## SUPPLIED TEXT:

++++++++++++++++++++

According to data from the US Mint, a record 63,500 ounces, or a whopping 2 tons, of gold were sold on April 17th alone. That means sales for this month is now over 147,000 ounces; that’s more than the previous two months combined with the month barely over.
In Your Face Manipulator: Gold Manipulation
It would seem that the blatant attempt to slam gold has worked, but only temporarily. There still isn’t a fundamental reason why gold had one of its biggest drops in history this week. We already know Cyprus was a non-event for gold, especially since even Blackrock’s fund manager said that there was “no visible central bank activity” as gold price plunged. However, what we do know is that whoever decided to cumulatively attack gold, inadvertently created the opposite effect.
The efforts to slam gold have now bolstered a massive influx of physical purchases, leading to a purchase hysteria not seen since the last gold rush in the 70’s. It was only a few weeks ago that the big bankers such as Goldman Sachs and the Bank of America were issuing strong sell orders on gold.

++++++++++++++++++++

Data entries
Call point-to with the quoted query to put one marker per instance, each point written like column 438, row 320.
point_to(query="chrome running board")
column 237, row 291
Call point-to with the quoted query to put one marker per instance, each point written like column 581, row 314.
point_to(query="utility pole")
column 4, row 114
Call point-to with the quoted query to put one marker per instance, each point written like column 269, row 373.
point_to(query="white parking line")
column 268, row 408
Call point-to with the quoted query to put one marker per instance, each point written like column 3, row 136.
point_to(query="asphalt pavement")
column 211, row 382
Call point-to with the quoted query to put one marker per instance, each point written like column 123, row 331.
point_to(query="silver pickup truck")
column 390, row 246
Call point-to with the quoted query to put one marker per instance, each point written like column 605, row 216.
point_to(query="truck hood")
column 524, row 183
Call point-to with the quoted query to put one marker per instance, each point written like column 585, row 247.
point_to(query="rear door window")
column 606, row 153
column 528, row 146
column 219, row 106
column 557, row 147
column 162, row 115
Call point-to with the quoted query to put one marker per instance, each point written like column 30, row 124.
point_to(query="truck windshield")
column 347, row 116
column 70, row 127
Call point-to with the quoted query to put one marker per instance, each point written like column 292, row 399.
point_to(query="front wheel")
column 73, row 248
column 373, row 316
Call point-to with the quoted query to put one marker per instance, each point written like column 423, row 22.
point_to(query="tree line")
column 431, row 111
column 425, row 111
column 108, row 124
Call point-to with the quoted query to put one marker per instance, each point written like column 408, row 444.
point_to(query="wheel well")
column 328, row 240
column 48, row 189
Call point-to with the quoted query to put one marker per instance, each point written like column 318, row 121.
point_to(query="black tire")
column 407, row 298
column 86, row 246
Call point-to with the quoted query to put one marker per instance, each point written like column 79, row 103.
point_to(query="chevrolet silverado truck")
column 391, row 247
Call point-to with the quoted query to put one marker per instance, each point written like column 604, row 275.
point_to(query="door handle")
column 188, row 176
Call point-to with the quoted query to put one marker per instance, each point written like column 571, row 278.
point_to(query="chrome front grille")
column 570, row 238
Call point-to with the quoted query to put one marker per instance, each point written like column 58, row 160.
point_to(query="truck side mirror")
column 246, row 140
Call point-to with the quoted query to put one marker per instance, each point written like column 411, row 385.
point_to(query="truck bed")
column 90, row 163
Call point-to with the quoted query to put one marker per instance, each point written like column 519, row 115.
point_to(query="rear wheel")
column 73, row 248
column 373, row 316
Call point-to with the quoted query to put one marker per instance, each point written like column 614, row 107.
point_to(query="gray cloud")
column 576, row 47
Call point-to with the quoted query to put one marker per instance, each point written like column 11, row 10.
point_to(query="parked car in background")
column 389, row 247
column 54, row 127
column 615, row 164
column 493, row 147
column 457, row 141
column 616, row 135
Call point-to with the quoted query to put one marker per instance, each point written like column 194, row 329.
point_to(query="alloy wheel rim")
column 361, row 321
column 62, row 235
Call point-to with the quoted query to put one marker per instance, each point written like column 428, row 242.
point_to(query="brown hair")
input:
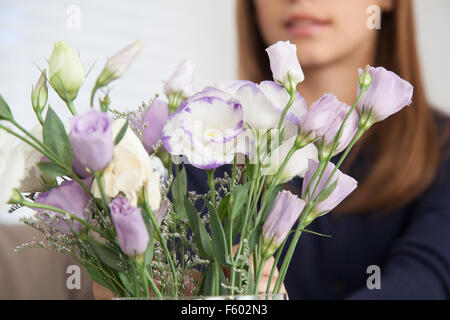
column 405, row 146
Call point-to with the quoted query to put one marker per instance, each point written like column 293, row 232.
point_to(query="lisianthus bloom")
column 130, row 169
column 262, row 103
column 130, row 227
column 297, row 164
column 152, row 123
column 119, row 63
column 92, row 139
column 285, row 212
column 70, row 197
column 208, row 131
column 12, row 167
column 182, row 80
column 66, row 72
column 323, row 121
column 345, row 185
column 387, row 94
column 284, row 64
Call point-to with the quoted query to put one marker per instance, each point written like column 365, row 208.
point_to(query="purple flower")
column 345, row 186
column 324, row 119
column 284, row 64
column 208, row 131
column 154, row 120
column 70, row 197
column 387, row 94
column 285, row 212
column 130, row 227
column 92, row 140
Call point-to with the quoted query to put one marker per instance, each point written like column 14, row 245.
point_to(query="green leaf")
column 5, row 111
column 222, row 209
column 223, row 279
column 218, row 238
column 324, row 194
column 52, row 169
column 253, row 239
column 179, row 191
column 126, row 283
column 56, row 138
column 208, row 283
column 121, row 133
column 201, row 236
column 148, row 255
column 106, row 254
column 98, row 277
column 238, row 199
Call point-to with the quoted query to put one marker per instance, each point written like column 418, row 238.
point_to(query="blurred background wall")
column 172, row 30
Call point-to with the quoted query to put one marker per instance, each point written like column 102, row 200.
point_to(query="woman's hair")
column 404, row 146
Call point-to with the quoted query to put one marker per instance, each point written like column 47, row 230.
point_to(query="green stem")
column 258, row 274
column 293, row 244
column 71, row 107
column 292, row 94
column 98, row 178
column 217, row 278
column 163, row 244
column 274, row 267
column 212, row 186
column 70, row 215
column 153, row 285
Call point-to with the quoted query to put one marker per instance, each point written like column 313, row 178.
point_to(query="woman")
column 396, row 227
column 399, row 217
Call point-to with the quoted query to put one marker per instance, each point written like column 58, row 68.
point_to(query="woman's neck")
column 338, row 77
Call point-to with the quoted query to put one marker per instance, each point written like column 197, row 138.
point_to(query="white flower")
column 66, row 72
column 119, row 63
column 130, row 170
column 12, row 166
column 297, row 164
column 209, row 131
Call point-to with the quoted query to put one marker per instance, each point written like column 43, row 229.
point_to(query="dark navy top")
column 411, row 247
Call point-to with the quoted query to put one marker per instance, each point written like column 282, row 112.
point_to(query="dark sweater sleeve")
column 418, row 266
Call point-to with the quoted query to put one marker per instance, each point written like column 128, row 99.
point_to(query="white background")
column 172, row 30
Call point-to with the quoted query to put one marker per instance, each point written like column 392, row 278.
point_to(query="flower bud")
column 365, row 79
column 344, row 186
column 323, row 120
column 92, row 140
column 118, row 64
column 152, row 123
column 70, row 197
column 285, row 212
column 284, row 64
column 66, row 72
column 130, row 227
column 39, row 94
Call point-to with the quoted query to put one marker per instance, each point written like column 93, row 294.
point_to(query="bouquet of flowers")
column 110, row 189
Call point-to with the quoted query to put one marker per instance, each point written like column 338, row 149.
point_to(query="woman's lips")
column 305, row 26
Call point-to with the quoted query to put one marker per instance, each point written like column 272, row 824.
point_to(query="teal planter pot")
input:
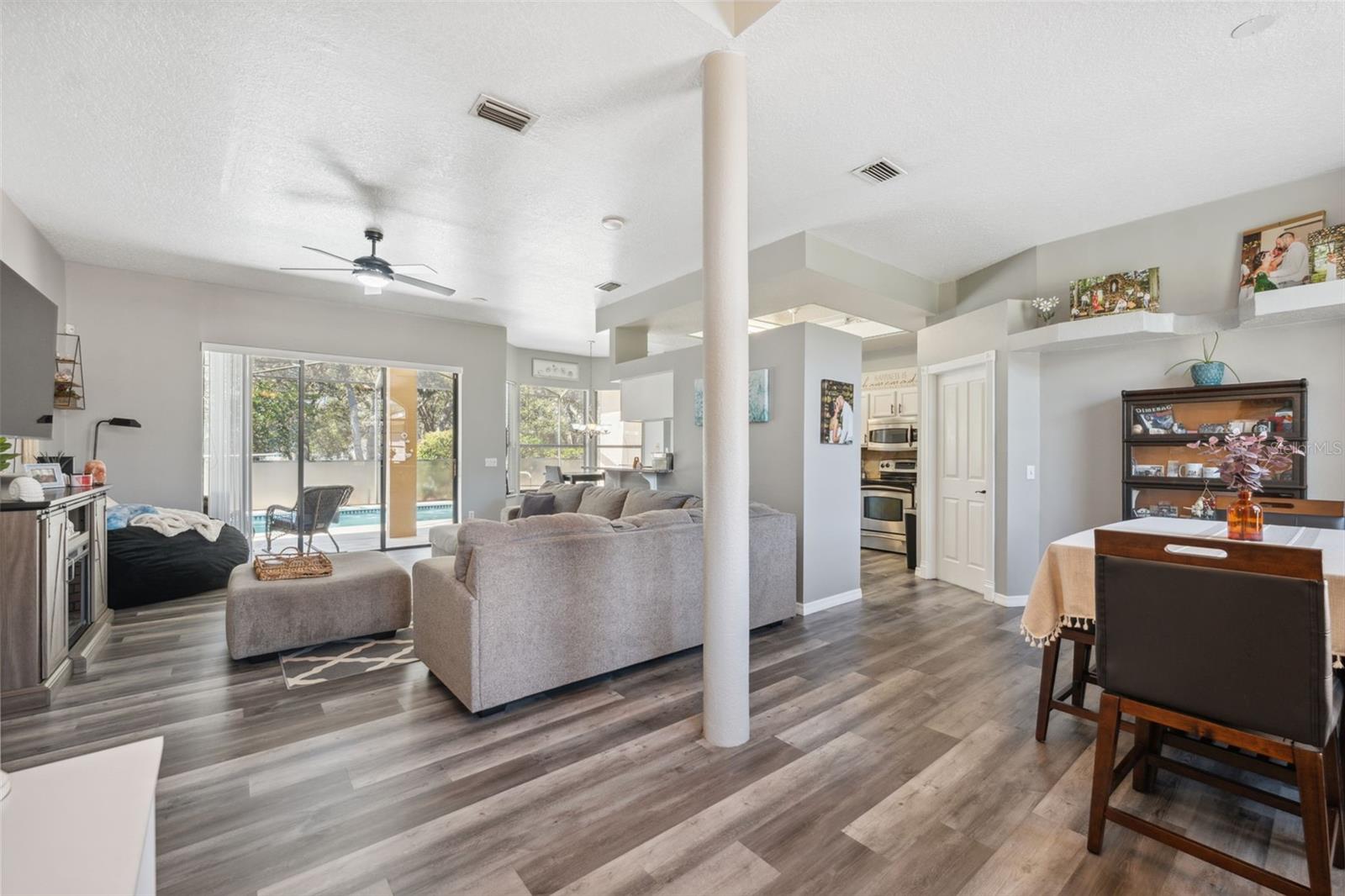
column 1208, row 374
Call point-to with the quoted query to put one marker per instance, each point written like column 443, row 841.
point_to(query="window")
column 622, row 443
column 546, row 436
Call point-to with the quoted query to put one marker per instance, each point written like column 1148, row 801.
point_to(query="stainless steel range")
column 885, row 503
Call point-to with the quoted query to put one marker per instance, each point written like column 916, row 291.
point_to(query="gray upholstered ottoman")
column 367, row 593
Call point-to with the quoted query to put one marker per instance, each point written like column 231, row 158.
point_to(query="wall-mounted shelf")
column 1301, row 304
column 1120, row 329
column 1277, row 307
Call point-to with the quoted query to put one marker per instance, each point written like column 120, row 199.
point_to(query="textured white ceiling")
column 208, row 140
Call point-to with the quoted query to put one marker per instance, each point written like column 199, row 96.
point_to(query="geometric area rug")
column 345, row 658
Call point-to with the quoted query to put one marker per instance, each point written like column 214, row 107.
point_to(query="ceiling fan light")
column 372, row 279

++++++++++++++++++++

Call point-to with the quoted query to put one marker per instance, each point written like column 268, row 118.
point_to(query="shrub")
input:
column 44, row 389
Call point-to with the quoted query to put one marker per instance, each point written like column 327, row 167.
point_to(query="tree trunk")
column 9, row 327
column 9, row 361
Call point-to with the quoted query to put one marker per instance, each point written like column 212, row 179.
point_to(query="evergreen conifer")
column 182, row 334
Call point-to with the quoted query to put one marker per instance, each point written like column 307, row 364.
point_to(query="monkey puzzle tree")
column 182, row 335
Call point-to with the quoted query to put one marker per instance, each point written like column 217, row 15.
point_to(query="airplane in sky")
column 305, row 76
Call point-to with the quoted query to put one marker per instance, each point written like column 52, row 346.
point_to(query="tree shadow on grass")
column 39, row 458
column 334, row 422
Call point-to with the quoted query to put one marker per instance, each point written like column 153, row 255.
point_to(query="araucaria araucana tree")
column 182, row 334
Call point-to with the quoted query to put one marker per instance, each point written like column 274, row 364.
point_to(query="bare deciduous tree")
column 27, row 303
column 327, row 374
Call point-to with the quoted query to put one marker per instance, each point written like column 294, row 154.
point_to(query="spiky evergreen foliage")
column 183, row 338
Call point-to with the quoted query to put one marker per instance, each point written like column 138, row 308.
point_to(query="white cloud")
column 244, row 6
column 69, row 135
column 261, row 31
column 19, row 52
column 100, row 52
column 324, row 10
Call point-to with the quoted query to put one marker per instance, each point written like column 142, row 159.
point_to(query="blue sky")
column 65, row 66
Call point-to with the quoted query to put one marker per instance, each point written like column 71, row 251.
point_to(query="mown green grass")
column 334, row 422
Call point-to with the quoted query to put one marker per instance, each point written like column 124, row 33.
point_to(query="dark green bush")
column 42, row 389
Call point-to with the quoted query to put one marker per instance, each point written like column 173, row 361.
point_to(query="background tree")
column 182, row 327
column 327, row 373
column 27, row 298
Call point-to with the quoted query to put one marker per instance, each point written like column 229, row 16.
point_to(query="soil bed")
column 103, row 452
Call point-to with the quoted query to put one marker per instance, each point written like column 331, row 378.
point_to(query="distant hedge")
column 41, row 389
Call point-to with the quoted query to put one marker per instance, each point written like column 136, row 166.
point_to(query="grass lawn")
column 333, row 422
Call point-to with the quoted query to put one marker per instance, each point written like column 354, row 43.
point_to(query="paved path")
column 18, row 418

++++++++++++++++++++

## INSTRUCTION 1:
Translate this sentence from the gold text into Spanish: "There still isn’t a fundamental reason why gold had one of its biggest drops in history this week."
## INSTRUCTION 2:
Put the lines of the listing into a JSON list of strings, one string per line, starting at the line containing "614, row 107." and ending at the line containing "column 405, row 146". Leave out blank lines and the picture.

## CORRECT RESPONSE 1:
Todavía no hay una razón fundamental por la que el oro haya tenido una de sus mayores caídas de la historia esta semana.

## CORRECT RESPONSE 2:
[
  "Call point-to with the quoted query to put one marker per instance, each point written like column 614, row 107.",
  "point_to(query=\"gray cloud\")",
  "column 576, row 47",
  "Call point-to with the quoted query to put one marker per instance, each point written like column 11, row 10.",
  "point_to(query=\"parked car in background\")",
  "column 389, row 247",
  "column 54, row 127",
  "column 615, row 164",
  "column 493, row 147",
  "column 457, row 141",
  "column 616, row 135",
  "Call point-to with the quoted query to put one marker per instance, each point written like column 194, row 329.",
  "point_to(query=\"alloy wheel rim\")",
  "column 361, row 321",
  "column 62, row 235",
  "Call point-to with the quoted query to put one marker per instance, each point written like column 428, row 242.",
  "point_to(query=\"brown hair\")",
  "input:",
  "column 405, row 146"
]